*TASK GOAL*. Repeat exactly each line of the data provided below.

*MATERIAL*.
________

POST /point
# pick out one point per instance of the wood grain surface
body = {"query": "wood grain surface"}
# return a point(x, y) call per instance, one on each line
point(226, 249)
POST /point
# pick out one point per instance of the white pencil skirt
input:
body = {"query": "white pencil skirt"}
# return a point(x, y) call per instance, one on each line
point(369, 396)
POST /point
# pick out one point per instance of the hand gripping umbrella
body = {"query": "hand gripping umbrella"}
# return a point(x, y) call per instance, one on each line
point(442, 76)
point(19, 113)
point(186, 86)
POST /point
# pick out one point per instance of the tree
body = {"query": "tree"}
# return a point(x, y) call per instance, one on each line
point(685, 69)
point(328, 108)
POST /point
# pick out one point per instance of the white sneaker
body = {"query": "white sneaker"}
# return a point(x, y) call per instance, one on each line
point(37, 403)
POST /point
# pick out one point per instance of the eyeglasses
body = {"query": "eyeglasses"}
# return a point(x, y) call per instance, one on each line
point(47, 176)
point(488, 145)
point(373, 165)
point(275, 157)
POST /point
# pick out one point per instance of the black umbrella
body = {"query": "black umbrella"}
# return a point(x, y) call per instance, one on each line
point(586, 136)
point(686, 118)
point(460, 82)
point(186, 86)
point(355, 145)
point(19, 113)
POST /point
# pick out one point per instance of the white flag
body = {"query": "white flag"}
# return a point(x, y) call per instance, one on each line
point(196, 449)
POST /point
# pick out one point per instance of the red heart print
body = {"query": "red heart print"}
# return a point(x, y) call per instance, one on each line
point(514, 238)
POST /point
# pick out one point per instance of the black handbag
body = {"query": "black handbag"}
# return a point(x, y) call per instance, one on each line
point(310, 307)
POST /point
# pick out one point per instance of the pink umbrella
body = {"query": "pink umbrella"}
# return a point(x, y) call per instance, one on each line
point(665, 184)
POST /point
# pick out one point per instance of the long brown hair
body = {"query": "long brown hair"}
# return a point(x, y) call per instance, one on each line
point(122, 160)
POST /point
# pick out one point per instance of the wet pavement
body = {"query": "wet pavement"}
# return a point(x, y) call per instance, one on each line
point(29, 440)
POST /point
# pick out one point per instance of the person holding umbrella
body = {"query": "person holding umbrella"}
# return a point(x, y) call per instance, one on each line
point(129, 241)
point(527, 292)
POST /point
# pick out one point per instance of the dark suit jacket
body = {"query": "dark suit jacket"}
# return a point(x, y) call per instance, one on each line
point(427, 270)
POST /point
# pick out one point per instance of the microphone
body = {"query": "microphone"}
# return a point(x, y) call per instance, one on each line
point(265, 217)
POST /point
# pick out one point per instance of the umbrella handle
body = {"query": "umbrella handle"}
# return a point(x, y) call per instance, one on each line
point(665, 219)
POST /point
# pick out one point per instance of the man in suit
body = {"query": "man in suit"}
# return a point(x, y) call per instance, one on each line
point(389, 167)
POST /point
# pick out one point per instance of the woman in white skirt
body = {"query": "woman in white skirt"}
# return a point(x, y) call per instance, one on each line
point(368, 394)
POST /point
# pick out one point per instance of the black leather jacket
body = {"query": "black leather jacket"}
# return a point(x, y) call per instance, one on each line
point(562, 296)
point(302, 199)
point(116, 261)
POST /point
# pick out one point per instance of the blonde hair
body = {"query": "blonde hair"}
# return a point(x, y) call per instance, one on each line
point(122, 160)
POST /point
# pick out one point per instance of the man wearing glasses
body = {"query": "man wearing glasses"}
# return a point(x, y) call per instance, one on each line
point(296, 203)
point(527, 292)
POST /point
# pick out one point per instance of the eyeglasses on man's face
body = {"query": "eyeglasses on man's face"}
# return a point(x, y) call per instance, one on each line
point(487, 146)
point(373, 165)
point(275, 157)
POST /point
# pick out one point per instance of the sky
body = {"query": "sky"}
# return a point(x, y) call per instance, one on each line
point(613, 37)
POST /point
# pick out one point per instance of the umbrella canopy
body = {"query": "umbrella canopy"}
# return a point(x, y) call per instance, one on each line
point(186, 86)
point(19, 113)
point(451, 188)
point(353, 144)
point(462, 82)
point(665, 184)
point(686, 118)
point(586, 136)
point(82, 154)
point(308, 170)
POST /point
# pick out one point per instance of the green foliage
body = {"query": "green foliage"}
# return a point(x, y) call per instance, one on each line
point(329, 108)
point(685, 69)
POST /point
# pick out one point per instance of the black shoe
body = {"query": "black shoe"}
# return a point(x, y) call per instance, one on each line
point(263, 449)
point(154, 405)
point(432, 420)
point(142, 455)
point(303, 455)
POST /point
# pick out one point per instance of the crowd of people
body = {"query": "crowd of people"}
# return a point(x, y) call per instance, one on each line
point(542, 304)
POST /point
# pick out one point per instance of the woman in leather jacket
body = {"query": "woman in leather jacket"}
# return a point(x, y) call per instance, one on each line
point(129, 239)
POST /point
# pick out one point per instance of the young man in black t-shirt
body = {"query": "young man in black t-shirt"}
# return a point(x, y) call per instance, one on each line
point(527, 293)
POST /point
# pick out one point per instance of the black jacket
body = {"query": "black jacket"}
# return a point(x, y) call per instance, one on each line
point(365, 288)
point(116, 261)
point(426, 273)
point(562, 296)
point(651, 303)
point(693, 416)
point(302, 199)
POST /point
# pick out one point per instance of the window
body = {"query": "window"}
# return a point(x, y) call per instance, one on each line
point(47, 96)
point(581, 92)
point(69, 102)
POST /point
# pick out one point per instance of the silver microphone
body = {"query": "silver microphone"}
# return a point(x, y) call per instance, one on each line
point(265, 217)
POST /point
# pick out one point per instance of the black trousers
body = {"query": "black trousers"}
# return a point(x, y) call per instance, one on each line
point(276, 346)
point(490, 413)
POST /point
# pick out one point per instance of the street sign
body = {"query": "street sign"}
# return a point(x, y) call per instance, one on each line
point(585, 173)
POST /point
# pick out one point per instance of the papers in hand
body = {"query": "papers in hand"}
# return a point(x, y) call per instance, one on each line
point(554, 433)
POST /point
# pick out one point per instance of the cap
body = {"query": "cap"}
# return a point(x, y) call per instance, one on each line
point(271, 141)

________

*FULL OUTPUT*.
POST /point
# pick out one point per instance of the wood grain surface
body = {"query": "wood grain surface"}
# return a point(x, y) call per instance, one on each line
point(226, 249)
POST /point
# pick out one point per instance of the white pencil skirt
input:
body = {"query": "white pencil skirt"}
# return a point(x, y) call per instance, one on each line
point(369, 396)
POST /point
# pick out one point per instance of the hand gripping umbrella
body = {"query": "hand gripping umbrella"}
# return a point(x, y) call per instance, one on each line
point(442, 76)
point(19, 113)
point(186, 86)
POST /point
# pick out one point per instance of the tree
body = {"query": "tree"}
# return a point(x, y) call per instance, one on each line
point(685, 69)
point(328, 108)
POST /point
# pick out one point per instance of the white sneaker
body = {"query": "white sneaker"}
# return a point(x, y) call per instance, one on each line
point(37, 403)
POST /point
# pick out one point per instance of the eyeglasses
body = {"query": "eyeglasses"}
# return a point(x, y) call per instance, one on each line
point(47, 176)
point(488, 145)
point(373, 165)
point(275, 157)
POST /point
# pick out one point per instance of the black umbrella
body = {"query": "black umbrella"}
# return a point(x, y) call per instance, one on each line
point(586, 136)
point(686, 118)
point(460, 82)
point(186, 86)
point(355, 145)
point(19, 113)
POST /point
# pick out one point per instance of the white flag
body = {"query": "white flag"}
# return a point(x, y) call per instance, one on each line
point(196, 449)
POST /point
# pick out one point per instance of the red heart print
body = {"query": "red heart print"}
# return a point(x, y) call per instance, one on each line
point(514, 238)
POST /point
# pick out one point per instance of the black handbag
body = {"query": "black handbag"}
# return a point(x, y) call per instance, one on each line
point(310, 307)
POST /point
# pick out one point per instance of the pink umbrella
body = {"query": "pink umbrella"}
# return a point(x, y) call per instance, one on each line
point(665, 184)
POST /point
# pick out one point per instance of the long brown hair
body = {"query": "long brown hair"}
# return a point(x, y) call per instance, one on each line
point(122, 160)
POST /point
# pick out one point per instance of the wet pavement
body = {"query": "wet pavement"}
# return a point(x, y) call per instance, one on each line
point(29, 440)
POST /point
# pick out one point per instance of the person holding umbrella
body = {"query": "person holding umbrella"}
# return a point(x, y) call per instance, one on each line
point(129, 241)
point(527, 292)
POST /point
# pick out one point per instance of the dark suit jacket
body = {"query": "dark suit jacket"}
# return a point(x, y) call per instance, one on each line
point(427, 270)
POST /point
# pick out one point per instance of the microphone
body = {"query": "microphone"}
# return a point(x, y) call per instance, one on each line
point(265, 217)
POST /point
# pick out one point per instance of the umbrella handle
body = {"query": "umbrella handle"}
# return a point(x, y) call per instance, one on each line
point(665, 219)
POST /point
# pick out one point per instance of the man in suit
body = {"query": "man in suit"}
# return a point(x, y) call per instance, one on each line
point(389, 167)
POST /point
# pick out one point per instance of the woman in white skirt
body = {"query": "woman in white skirt"}
# return a point(x, y) call per instance, one on each line
point(368, 394)
POST /point
# pick out one point per instance of the black leather jacket
body = {"query": "black leather jacket"}
# return a point(x, y) call per instance, one on each line
point(562, 296)
point(302, 199)
point(116, 261)
POST /point
# pick out one point per instance of the blonde hair
body = {"query": "blonde hair"}
# return a point(x, y) call per instance, one on each line
point(122, 160)
POST /point
# pick out one point per instance of the man wearing glasses
body = {"query": "man wearing glasses"}
# return a point(x, y) call per instance, one on each line
point(296, 203)
point(527, 292)
POST /point
# pick out one point per instance of the eyeglasses on man's face
body = {"query": "eyeglasses on man's face"}
# return a point(x, y) call per instance, one on each line
point(487, 146)
point(373, 165)
point(275, 157)
POST /point
# pick out one point per instance of the sky
body = {"query": "sky"}
# return a point(x, y) call per instance, one on each line
point(613, 37)
POST /point
# pick out one point per instance of the umbrella canopy
body = {"query": "umbrella canopy"}
# return a point(x, y) call per instance, one on each line
point(186, 86)
point(19, 113)
point(451, 188)
point(353, 144)
point(462, 82)
point(665, 184)
point(686, 118)
point(586, 136)
point(82, 154)
point(308, 170)
POST /point
# pick out one point per instance of the green foliage
body = {"query": "green foliage"}
# return a point(x, y) call per instance, one on each line
point(329, 108)
point(685, 69)
POST /point
# pick out one point per instance of the black shoe
body = {"query": "black shoe"}
# return a point(x, y) call per instance, one on each line
point(263, 449)
point(154, 405)
point(432, 420)
point(142, 455)
point(303, 455)
POST /point
# pick out one point per instance of the crowd of people
body = {"query": "crowd of people"}
# return a point(x, y) call per instance, one on each line
point(542, 304)
POST /point
# pick out one point per instance of the woman in leather jacket
body = {"query": "woman in leather jacket"}
# return a point(x, y) call per instance, one on each line
point(129, 239)
POST /point
# pick out one point per instance of the young man in black t-shirt
body = {"query": "young man in black t-shirt"}
# return a point(x, y) call per instance, one on each line
point(527, 293)
POST /point
# pick out one point per instance of the black jacket
body = {"query": "black jacket"}
# return a point(x, y) call per instance, one on each line
point(365, 288)
point(116, 261)
point(426, 273)
point(562, 296)
point(651, 303)
point(693, 416)
point(302, 199)
POST /point
# pick out one point per instance of the window
body = {"query": "window"}
# return a point(x, y) call per instance, one on each line
point(47, 96)
point(581, 92)
point(69, 102)
POST /point
# pick out one point per instance of the silver microphone
body = {"query": "silver microphone"}
# return a point(x, y) call per instance, one on each line
point(265, 217)
POST /point
# pick out one point per instance of the black trousers
body = {"query": "black trousers"}
# return a point(x, y) call per instance, one on each line
point(276, 346)
point(490, 413)
POST /point
# pick out one point per instance of the street sign
body = {"query": "street sign"}
# return a point(x, y) call per instance, one on each line
point(585, 173)
POST /point
# pick out one point per instance of the papers in hand
body = {"query": "papers in hand"}
# return a point(x, y) call per instance, one on each line
point(554, 433)
POST /point
# pick out one point per instance of the cap
body = {"query": "cap"}
# return a point(x, y) call per instance, one on each line
point(271, 141)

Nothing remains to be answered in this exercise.